[Dataset entries]
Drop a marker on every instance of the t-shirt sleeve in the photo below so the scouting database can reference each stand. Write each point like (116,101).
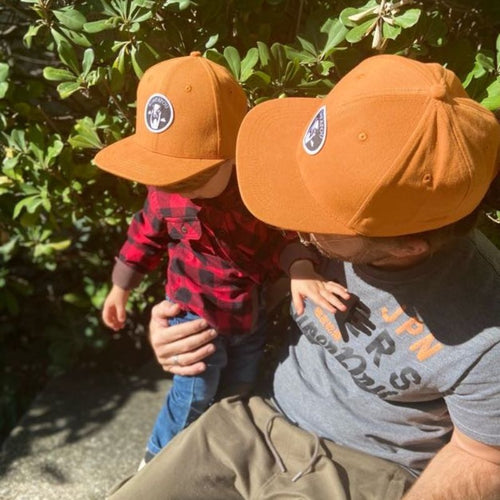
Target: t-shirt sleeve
(474,404)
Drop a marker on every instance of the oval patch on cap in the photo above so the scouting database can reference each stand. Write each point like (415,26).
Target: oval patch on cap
(158,114)
(315,135)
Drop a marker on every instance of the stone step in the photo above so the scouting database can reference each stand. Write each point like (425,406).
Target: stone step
(82,434)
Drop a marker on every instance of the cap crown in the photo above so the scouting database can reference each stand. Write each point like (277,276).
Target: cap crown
(206,108)
(406,150)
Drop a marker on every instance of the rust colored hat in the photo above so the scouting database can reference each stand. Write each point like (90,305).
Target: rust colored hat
(189,110)
(397,147)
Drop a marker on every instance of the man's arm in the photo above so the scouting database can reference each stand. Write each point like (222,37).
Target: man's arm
(464,469)
(180,348)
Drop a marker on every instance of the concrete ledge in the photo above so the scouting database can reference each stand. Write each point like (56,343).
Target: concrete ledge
(83,433)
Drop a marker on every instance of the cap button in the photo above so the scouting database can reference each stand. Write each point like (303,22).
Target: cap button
(438,91)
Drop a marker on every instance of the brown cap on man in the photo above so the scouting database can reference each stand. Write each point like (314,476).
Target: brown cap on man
(397,147)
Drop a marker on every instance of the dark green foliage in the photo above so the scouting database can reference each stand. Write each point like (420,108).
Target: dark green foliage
(68,76)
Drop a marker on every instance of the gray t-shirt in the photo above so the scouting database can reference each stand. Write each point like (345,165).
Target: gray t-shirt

**Task requirements**
All of the entries above should be copied exactly, except for the pictures.

**Expected output**
Drop a marker on every instance of the t-shirt sleeve in the photo below so the scouting database can reference each stand. Write each point like (116,101).
Target: t-shirt sleeve
(474,404)
Drop a marker on every instance of the oval patch on cap in the photo above so the scouting database can reference each stand. Write each point like (415,26).
Target: oval patch on cap
(158,114)
(315,135)
Drop a marker on every instance of the stone step in the photo above so the scouting database can reference each stand. Write each point like (425,406).
Target: stone step
(82,434)
Drop a marker on every instance of the cap crown in the photo above so the scouting database can reference each stand. Write each point like (277,276).
Target: cap crown
(206,108)
(406,150)
Drop a marker on every instance of the rust colored hat in the photo above so the scouting database can reference each stand. Write each point like (90,305).
Target: rust colored hat
(189,110)
(397,147)
Drop a marker on every instance of the man's arm in the photo above so the scouting database can reference each stand. Write each point like (222,37).
Target: man's arm
(464,469)
(180,348)
Drop a marker on every instance of the concrete ledge in the photo above so the scouting database can reference each stand. Write each point like (56,343).
Target: concrete ledge
(83,433)
Drop a marker on every instance of the cap button in the photo above so the scouting database can reference each stand. Write each point like (303,22).
Target: cap button
(438,91)
Drop a marker on every instance of the brown cap on man in the photo above so the scouting database can reference each stand. Write each point like (314,476).
Target: brown cap on man
(397,147)
Drop a marker on every instance of the dark green foliage in the photo above so the scouting database can reference each stand. Write each point like (420,108).
Target: dark green foliage
(68,76)
Drop a marker on every instance of the gray t-shirt in the photo above so the scouting database can reference each stand. Write each point like (345,165).
Target: gray t-shirt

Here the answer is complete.